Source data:

^^^^

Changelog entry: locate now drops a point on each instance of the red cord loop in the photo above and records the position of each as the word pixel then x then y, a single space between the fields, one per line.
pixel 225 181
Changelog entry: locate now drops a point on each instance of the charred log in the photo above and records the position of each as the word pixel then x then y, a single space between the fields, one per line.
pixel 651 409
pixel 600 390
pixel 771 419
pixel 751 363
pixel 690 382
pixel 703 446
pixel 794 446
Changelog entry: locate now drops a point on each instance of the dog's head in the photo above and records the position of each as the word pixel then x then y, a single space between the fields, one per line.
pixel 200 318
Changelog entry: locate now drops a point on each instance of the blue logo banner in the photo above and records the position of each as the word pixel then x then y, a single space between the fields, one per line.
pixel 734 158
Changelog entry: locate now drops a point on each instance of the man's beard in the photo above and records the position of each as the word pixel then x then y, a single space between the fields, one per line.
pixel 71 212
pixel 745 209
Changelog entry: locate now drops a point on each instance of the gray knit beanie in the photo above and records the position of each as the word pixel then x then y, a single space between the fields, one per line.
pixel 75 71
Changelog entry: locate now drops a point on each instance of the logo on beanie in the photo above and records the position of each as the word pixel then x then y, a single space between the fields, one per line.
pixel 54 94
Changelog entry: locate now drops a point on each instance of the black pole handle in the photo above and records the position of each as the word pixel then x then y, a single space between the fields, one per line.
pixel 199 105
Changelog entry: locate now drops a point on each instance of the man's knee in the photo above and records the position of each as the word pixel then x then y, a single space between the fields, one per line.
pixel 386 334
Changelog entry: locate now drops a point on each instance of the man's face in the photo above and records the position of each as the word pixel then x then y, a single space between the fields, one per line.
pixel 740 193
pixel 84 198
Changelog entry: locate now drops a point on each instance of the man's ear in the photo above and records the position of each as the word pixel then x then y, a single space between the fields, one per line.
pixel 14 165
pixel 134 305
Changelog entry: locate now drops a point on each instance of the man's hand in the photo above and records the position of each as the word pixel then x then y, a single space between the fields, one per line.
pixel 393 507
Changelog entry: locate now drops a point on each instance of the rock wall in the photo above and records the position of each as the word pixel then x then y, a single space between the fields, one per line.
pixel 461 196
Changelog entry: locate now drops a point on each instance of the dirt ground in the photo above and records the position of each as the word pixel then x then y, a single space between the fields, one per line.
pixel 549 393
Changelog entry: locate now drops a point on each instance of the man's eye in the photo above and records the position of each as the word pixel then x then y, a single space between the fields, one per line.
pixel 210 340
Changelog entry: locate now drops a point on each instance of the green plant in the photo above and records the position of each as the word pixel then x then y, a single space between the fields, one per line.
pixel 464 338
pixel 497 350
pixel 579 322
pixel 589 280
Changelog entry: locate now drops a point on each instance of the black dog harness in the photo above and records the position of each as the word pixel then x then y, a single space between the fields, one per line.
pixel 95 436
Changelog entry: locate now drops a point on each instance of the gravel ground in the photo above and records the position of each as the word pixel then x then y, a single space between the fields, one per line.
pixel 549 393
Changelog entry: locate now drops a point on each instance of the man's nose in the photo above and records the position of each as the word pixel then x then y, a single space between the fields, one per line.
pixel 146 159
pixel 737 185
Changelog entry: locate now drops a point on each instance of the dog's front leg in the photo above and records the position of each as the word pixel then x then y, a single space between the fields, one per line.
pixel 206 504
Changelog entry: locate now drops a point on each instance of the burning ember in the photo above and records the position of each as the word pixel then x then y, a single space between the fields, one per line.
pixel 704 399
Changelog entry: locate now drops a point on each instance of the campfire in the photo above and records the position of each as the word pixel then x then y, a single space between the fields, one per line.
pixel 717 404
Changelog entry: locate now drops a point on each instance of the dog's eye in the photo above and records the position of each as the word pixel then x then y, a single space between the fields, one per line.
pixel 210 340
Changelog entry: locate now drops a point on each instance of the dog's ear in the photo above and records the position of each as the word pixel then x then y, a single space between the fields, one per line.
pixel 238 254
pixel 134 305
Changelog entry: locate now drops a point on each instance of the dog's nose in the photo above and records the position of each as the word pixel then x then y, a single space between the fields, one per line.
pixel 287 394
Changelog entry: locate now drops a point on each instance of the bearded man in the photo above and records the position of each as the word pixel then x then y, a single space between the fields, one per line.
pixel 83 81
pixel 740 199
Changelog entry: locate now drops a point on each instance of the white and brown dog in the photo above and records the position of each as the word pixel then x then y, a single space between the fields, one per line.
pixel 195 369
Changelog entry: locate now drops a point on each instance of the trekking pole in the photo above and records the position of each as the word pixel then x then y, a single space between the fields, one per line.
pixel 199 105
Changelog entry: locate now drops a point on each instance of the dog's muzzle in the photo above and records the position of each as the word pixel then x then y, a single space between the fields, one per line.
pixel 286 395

^^^^

**Goal**
Please copy all of the data above word for word, keeping every line unchanged and in the same order.

**The solution**
Changelog entry: locate now drops a point on each instance of the red cord loop in the photo above and records the position of each as the word pixel then x then y, a single space between the fields, one per line.
pixel 225 181
Changelog entry: locate now drops a point on each instance of the charred log in the photo above and records the position of each as the word pixel then x then y, a single space between the fields, one per line.
pixel 651 409
pixel 600 390
pixel 771 419
pixel 751 363
pixel 690 382
pixel 703 446
pixel 794 446
Changelog entry: locate now drops a point on each instance of the dog's head in the photo above and records the position of each as the word pixel then x then y, a single space between the fields, one per line.
pixel 200 318
Changelog entry: locate now drops a point on each instance of the blue logo banner in the photo above and records the position of each as the word pixel then x then y, a single space between the fields, one per line.
pixel 734 158
Changelog entry: locate now drops a point on each instance of the man's beard in the photo above and records the position of each as the word pixel then x then y, a single space between the fields, one per line.
pixel 71 212
pixel 745 209
Changelog entry: locate now drops a point on each instance of the gray knit beanie in the photo above and records the position of each as the word pixel then x then y, a single space between the fields, one per line.
pixel 75 71
Changelog entry: locate now drops a point on each instance of the logo on beanie in the photo above and records the position of each as the word pixel then x then y, a single space between the fields, one per line.
pixel 54 94
Changelog entry: locate now drops a point on each instance of the black pole handle in the photo above and records the position of each as the word pixel then x then y, a single space between the fields, one per line.
pixel 199 105
Changelog entry: locate now drops a point on each instance of the man's knee in the photo above and records the position of each as the word pixel then x then y, a single space between the fields, one per line.
pixel 386 334
Changelog entry: locate now drops a point on each instance of the man's face in the photo above and records the position of each as the word pixel then x then y, a single space between the fields, one per line.
pixel 740 193
pixel 84 198
Changelog entry: locate now drops a point on each instance of the man's ear in the photo above and records the position of each as the word pixel then x then y, a single space between the fields, one per line.
pixel 14 165
pixel 134 305
Changelog entry: locate now drops a point on each instance of the man's hand in the photo above and records the position of each as the word pixel then x then y, a single space between the fields, one per line.
pixel 393 507
Changelog entry: locate now drops a point on each instance of the rock wall in the photo above and records the position of each as the word pixel then x then y, a single space between the fields, one per line.
pixel 461 196
Changelog entry: locate now drops a point on each instance of the dirt ground in the photo above and records the position of each as the word pixel then x then y, a single space between the fields, one per line.
pixel 549 393
Changelog entry: locate now drops a point on each instance of the man's eye in the photo above and records the position of each as the word pixel then x then y, a single space between the fields, one per line.
pixel 210 340
Changelog entry: locate now drops a point on each instance of the green plant in the photo above and records the position of each as the word pixel then x then y, a single space between the fields, one per line.
pixel 464 338
pixel 497 350
pixel 579 322
pixel 589 280
Changelog entry: locate now drops a point on each instance of the black dog harness in the photo above and records the position of each as the word pixel then x then y, a single space between the fields, one per line.
pixel 95 436
Changelog entry: locate now drops a point on each instance of the gravel ground in the photo above and records the position of each as the word pixel then x then y, a single space between the fields, one per line.
pixel 549 393
Changelog entry: locate now drops a point on each instance of the man's nose in the photo above and records the position of each as the word pixel then x then y, a single space between the fields, one per line.
pixel 146 159
pixel 737 185
Changelog entry: locate now drops a point on each instance of the dog's front leg in the photo above and records the position of each as the word pixel then x then y, a single space between the fields, one per line.
pixel 206 504
Changelog entry: locate now drops a point on each instance of the burning ember in the photo above and records the position of each as the word pixel then x then y, a single space between the fields, one per line.
pixel 704 399
Changelog entry: locate now drops a point on each instance of the campfire in the photo above and records the position of each as the word pixel then x then y, a single space between the fields, one per line.
pixel 717 404
Changelog entry: locate now drops a point on each instance of the dog's eye in the photo above and records the position of each as the word pixel then x then y, a single space between the fields, one per line.
pixel 210 340
Changelog entry: locate now drops a point on each instance of the dog's ear in the photo above and records the position of each as the word pixel then x then y, a single space between the fields, one per line.
pixel 238 254
pixel 134 305
Changelog entry: locate now drops a point on each instance of the dog's nose in the photo above and records the position of each as the word pixel then x then y, a single space between the fields, one per line.
pixel 287 394
Changelog entry: locate now drops a point on each instance of the bearded man in the photo above and records the position of each as the word pixel then x then y, a single space between the fields, one per line.
pixel 83 81
pixel 740 199
Changelog entry: locate now drops a point on each instance of the white and brown dog in the photo above and records the position of each as the word pixel then x then y, a single space between the fields, one per line.
pixel 195 369
Changelog entry: locate now drops a point on each instance of the trekking pole in the photo above and records the position of each as the word pixel then x then y, a single space between the fields, one per line.
pixel 199 105
Changelog entry: locate now drops a point on each instance of the dog's muzzle in the photo above and records the position of each as the word pixel then x then y, a single space between the fields, one per line.
pixel 286 395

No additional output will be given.